REQUIRED TASK 1:
In the OpenShift bug report below, condense the paragraph beginning "Version-Release number of selected component" into a single short line that keeps its main fact.
REQUIRED TASK 2:
Count the lines in the entries that contain the string "window", treating case as significant.

DOCUMENT SECTION:
Version-Release number of selected component (if applicable):

OpenShift Container Platform 4.12.5

How reproducible:

Always

Steps to Reproduce:

1. Install OpenShift Container Platform 4.12
2. Create SharedSecret CRD using oc apply -f https://raw.githubusercontent.com/openshift/api/master/sharedresource/v1alpha1/0000_10_sharedsecret.crd.yaml
3. Create SharedSecret resource:
$ oc get sharedsecret shared-subscription -o yaml
apiVersion: sharedresource.openshift.io/v1alpha1
kind: SharedSecret
metadata:
  annotations:
    kubectl.kubernetes.io/last-applied-configuration: |
      {"apiVersion":"sharedresource.openshift.io/v1alpha1","kind":"SharedSecret","metadata":{"annotations":{},"name":"shared-subscription"},"spec":{"secretRef":{"name":"etc-pki-entitlement","namespace":"openshift-config-managed"}}}
  creationTimestamp: "2023-03-13T08:54:48Z"
  generation: 1
  name: shared-subscription
  resourceVersion: "1567499"

DATASET RECORDS:
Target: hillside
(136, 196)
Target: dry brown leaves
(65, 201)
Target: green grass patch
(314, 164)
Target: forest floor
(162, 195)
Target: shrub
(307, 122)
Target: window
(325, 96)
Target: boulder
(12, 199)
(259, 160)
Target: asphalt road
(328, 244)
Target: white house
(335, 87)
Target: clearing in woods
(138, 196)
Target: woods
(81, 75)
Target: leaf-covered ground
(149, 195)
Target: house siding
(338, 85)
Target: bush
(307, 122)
---
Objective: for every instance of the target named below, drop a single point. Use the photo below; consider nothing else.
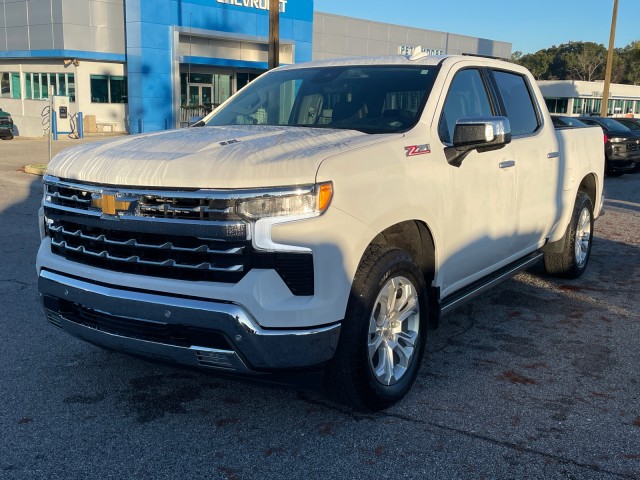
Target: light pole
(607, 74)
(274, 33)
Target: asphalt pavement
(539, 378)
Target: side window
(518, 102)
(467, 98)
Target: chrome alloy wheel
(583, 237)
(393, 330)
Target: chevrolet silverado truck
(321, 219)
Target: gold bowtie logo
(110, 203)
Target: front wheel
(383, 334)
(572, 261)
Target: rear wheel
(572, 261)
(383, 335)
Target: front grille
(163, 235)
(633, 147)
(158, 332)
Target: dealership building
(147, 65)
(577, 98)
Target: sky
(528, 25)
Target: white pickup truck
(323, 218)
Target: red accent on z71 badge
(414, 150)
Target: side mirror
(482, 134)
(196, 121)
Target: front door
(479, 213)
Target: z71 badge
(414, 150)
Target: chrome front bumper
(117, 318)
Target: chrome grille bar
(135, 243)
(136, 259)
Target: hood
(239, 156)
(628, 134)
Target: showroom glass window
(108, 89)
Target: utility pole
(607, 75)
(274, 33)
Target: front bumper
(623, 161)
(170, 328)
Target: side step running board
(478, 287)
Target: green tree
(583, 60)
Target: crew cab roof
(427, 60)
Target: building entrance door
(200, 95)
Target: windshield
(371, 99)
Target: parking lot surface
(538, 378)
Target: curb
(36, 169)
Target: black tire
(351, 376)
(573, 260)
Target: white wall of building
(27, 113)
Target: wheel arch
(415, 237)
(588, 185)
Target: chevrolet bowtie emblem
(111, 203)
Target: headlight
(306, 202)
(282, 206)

EXERCISE RESPONSE 1:
Component version: OpenShift Container Platform 4.12.5

EXERCISE RESPONSE 2:
3